> [Requirement] Go through the records and give each one again exactly.

> [Provided records]
[start]

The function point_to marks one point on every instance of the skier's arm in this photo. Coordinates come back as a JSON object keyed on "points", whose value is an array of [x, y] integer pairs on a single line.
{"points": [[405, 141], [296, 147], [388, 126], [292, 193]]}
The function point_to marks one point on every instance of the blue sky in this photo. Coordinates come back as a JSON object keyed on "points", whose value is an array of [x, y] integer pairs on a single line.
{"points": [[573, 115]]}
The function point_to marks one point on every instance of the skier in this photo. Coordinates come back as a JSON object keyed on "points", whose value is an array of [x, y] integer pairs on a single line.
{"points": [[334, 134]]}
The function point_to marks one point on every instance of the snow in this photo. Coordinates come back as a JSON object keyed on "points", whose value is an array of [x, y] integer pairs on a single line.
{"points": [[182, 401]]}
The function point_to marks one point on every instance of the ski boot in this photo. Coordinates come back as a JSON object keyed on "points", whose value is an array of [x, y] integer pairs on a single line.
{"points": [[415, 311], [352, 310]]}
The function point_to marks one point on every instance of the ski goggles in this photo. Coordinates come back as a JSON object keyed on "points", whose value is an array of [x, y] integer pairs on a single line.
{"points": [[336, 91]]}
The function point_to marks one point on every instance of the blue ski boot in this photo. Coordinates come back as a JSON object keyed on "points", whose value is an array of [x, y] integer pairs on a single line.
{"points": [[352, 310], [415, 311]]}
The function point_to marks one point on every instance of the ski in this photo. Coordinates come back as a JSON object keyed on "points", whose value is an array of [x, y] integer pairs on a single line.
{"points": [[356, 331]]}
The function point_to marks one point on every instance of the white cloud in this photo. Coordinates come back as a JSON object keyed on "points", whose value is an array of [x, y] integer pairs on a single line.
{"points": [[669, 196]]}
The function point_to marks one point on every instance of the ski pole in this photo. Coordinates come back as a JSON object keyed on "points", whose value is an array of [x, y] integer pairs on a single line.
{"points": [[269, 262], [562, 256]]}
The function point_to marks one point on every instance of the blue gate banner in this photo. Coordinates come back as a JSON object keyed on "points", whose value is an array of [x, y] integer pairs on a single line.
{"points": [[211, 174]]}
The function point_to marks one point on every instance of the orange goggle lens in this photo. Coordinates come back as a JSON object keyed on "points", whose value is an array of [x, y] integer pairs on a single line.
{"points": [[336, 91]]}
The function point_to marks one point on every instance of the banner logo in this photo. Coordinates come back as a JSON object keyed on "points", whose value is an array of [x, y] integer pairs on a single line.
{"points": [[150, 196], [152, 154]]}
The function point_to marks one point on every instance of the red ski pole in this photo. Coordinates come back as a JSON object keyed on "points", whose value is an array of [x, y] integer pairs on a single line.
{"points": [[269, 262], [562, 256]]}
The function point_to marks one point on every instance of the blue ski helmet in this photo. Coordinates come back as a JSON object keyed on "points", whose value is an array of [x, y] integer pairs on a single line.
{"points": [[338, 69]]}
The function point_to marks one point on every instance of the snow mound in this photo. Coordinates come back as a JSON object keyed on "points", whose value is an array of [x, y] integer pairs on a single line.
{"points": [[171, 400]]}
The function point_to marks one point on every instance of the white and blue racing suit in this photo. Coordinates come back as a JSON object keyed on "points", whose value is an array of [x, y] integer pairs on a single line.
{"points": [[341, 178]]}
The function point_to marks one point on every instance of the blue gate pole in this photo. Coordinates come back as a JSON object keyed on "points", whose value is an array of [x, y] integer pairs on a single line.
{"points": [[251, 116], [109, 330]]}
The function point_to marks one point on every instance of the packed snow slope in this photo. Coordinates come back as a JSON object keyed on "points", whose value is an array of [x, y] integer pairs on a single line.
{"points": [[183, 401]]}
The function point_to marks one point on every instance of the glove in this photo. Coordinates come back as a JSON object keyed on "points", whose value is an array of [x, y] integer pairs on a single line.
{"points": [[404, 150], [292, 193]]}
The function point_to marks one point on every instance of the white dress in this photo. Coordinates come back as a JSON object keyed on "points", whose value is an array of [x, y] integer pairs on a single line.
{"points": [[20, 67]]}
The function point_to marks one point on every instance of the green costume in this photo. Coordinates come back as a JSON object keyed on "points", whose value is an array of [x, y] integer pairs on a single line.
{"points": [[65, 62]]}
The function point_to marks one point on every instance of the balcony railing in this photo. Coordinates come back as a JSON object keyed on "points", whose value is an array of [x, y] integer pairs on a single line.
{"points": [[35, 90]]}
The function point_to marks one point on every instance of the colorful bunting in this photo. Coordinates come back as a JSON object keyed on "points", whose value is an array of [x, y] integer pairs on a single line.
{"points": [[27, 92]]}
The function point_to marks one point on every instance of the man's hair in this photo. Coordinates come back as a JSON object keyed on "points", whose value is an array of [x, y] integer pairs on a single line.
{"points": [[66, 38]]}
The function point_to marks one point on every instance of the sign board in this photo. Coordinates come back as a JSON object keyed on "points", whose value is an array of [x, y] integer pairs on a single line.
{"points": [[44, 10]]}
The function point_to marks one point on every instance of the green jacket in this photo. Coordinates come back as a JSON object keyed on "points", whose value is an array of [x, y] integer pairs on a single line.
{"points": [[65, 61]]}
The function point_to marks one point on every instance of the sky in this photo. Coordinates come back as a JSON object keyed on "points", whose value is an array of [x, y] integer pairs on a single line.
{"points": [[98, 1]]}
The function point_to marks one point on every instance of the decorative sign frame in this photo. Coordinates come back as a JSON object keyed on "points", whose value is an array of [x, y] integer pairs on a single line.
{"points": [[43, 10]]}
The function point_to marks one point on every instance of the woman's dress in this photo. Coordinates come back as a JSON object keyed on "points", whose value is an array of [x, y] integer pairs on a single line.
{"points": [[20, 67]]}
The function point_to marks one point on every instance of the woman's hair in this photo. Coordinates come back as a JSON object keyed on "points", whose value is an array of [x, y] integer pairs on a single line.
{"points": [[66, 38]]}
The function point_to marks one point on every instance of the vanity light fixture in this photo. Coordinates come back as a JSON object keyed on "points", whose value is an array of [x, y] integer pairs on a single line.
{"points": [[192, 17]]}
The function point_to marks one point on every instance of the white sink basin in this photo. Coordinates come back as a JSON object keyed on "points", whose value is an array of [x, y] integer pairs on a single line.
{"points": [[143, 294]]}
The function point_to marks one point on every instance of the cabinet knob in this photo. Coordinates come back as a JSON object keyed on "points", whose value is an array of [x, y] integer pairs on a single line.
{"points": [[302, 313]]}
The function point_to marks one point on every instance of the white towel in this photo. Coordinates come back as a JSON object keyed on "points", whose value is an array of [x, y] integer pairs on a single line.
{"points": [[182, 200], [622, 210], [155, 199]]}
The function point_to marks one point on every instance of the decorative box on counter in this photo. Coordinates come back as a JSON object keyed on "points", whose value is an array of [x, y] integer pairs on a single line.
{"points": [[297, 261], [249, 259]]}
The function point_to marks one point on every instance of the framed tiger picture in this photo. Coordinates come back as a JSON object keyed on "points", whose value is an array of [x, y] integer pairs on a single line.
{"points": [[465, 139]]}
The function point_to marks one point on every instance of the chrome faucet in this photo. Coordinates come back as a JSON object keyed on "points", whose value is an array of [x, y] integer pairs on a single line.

[end]

> [Solution to this exercise]
The function point_to marks one point on every instance of the skier's arm in this photo. Coordinates come back as a JSON object keyed on "points", whose value is an array of [x, y] integer pairs on a single line.
{"points": [[405, 141], [296, 147], [388, 126], [292, 193]]}
The function point_to marks one point on every instance of the blue sky in this photo. Coordinates come back as a JSON object keyed on "points", whose value is an array of [x, y] integer pairs on a single line.
{"points": [[573, 115]]}
The function point_to marks one point on every instance of the skier in this photo. Coordinates come back as a JSON object keyed on "points", whose value is an array of [x, y] integer pairs on a single line.
{"points": [[334, 134]]}
The function point_to marks one point on every instance of the snow in this photo. Coordinates come back as a JSON object keyed on "points", whose value is an array of [x, y] integer pairs on a single line.
{"points": [[182, 401]]}
The function point_to marks one point on every instance of the ski boot in this photo. Coordinates come back as a JSON object keyed on "points", whose value is an array of [x, y] integer pairs on a single line.
{"points": [[415, 311], [352, 310]]}
The function point_to marks one point on every instance of the ski goggles in this photo. Coordinates come back as a JSON object keyed on "points", whose value is an array of [x, y] integer pairs on a single line.
{"points": [[336, 91]]}
The function point_to marks one point on every instance of the blue ski boot in this photo. Coordinates come back as a JSON object keyed on "points", whose value is an array of [x, y] integer pairs on a single line.
{"points": [[352, 310], [415, 311]]}
The function point_to marks one point on every instance of the ski in this photo. Coordinates come back as a JSON object keyed on "points", whose value is an array of [x, y] integer pairs on a single line.
{"points": [[356, 331]]}
The function point_to marks one point on every instance of the white cloud in this photo. Coordinates come back as a JSON object keyed on "points", whose value is an array of [x, y] integer pairs on a single line.
{"points": [[669, 196]]}
The function point_to marks one point on every instance of the ski pole in this photo. Coordinates come back as a JSON object keyed on "points", whose value is an array of [x, y] integer pairs on a single line.
{"points": [[269, 262], [562, 256]]}
The function point_to marks one point on every instance of the blue gate banner in this photo. Coordinates come back as a JSON object keyed on "points", whose value is an array of [x, y] integer pairs on a single line.
{"points": [[211, 174]]}
The function point_to marks one point on every instance of the orange goggle lens in this photo. Coordinates come back as a JSON object keyed on "points", whose value is an array of [x, y] integer pairs on a single line.
{"points": [[336, 91]]}
The function point_to marks one point on every instance of the banner logo in this photo. Coordinates come back as a JSON object keyed on "points", whose value is an array of [x, y] integer pairs on a single line.
{"points": [[150, 196], [152, 154]]}
The function point_to marks one point on every instance of the red ski pole in this photo. Coordinates come back as a JSON object keyed on "points", whose value is an array of [x, y] integer pairs on a single line.
{"points": [[269, 262], [562, 256]]}
The function point_to marks one point on every instance of the blue ski helmet in this photo. Coordinates come back as a JSON object keyed on "points", whose value is an array of [x, y] integer pairs on a single line.
{"points": [[338, 69]]}
The function point_to marks one point on every instance of the snow mound in this photo. Coordinates come back as a JSON object keyed on "points", whose value is an array of [x, y] integer pairs on a single line.
{"points": [[171, 400]]}
The function point_to marks one point on every instance of the white and blue racing suit in this photo. Coordinates come back as a JSON object keyed on "points", whose value is an array of [x, y] integer pairs on a single line.
{"points": [[341, 178]]}
The function point_to marks one point on every instance of the blue gate pole in this photo. Coordinates come back as a JSON object keyed on "points", whose value is an array of [x, y] integer pairs on a single line.
{"points": [[251, 116], [109, 330]]}
The function point_to marks one point on every instance of the packed snow slope in this photo. Coordinates come back as a JSON object keyed on "points", whose value is an array of [x, y] integer pairs on a single line.
{"points": [[183, 401]]}
The function point_to marks one point on every instance of the glove in this photo. Coordinates come back as a JSON object keyed on "points", whose value is an array of [x, y] integer pairs on a single line.
{"points": [[404, 150], [292, 193]]}
The function point_to marks one point on every instance of the white dress in this photo. Coordinates come back as a JSON object keyed on "points", whose value is an array of [x, y] integer pairs on a single line.
{"points": [[20, 67]]}
The function point_to marks one point on every instance of the green costume in this photo. Coordinates come back as a JSON object keyed on "points", whose value is an array of [x, y] integer pairs on a single line.
{"points": [[65, 62]]}
The function point_to marks one point on every instance of the balcony railing in this photo. Coordinates come back as a JSON object keyed on "points", whose value is an array of [x, y] integer pairs on a single line.
{"points": [[35, 90]]}
The function point_to marks one point on every instance of the colorful bunting in this photo. Coordinates come back as a JSON object keyed on "points", whose value is an array of [x, y] integer pairs on a single line.
{"points": [[27, 92]]}
The function point_to marks one point on every instance of the man's hair in this photo. Coordinates come back as a JSON object keyed on "points", whose value is an array of [x, y] integer pairs on a single line.
{"points": [[66, 38]]}
The function point_to marks one point on every instance of the sign board in this photo. Coordinates come back as a JSON object keyed on "points", whose value is an array of [x, y] integer pairs on a single line.
{"points": [[44, 10]]}
The function point_to marks one point on every instance of the green jacket in this photo. Coordinates come back as a JSON object keyed on "points", whose value is an array of [x, y] integer pairs on a single line.
{"points": [[65, 61]]}
The function point_to marks one point on every instance of the sky in this photo. Coordinates come back as a JSON object keyed on "points", whose value is an array of [x, y] integer pairs on a single line.
{"points": [[98, 1]]}
The function point_to marks one point on every instance of the decorative sign frame in this photo. Coordinates come back as a JSON object keyed on "points", whose value is an array of [x, y] integer pairs on a single line.
{"points": [[43, 10]]}
The function point_to marks one point on every instance of the woman's dress in this photo. Coordinates come back as a JSON object keyed on "points", whose value is an array of [x, y] integer pairs on a single line.
{"points": [[20, 67]]}
The function point_to marks one point on every instance of the woman's hair in this photo. Coordinates come back as a JSON object keyed on "points", whose value is an array of [x, y] integer pairs on a single line.
{"points": [[66, 38]]}
The function point_to marks one point on every instance of the vanity light fixture in this photo. Coordinates come back as a JSON object keyed on "points", whose value is an array of [x, y] integer pairs on a single line.
{"points": [[192, 17]]}
The function point_to marks one point on every instance of the white sink basin in this photo. Coordinates come back as a JSON object keyed on "points", whose value is an array of [x, y] integer pairs on a single line.
{"points": [[143, 294]]}
The function point_to marks one point on every instance of the cabinet knob in this photo. Coordinates come back as a JSON object keyed on "points", whose value is an array of [x, y] integer pairs on a single line.
{"points": [[302, 313]]}
The function point_to marks one point on every instance of the white towel in this photo. Coordinates come back as a JSON object keyed on "points", whose value is an array of [x, y] integer pairs on a single line.
{"points": [[182, 200], [622, 210], [155, 199]]}
The function point_to marks one point on every instance of the decorative box on counter in this photo. Coordinates come back as a JSON object keyed on "points", whose value is an array of [x, y] integer pairs on a single line.
{"points": [[297, 261], [249, 259]]}
The function point_to marks one point on every instance of the framed tiger picture in this photo. Coordinates come back as a JSON object keyed on "points", whose value is an array of [x, y] integer pairs on a single line.
{"points": [[465, 139]]}
The function point_to marks one point on every instance of the chrome faucet in this photo. Coordinates come back as a JSON object keyed on "points", whose value is an array of [x, y] integer pairs on a single line.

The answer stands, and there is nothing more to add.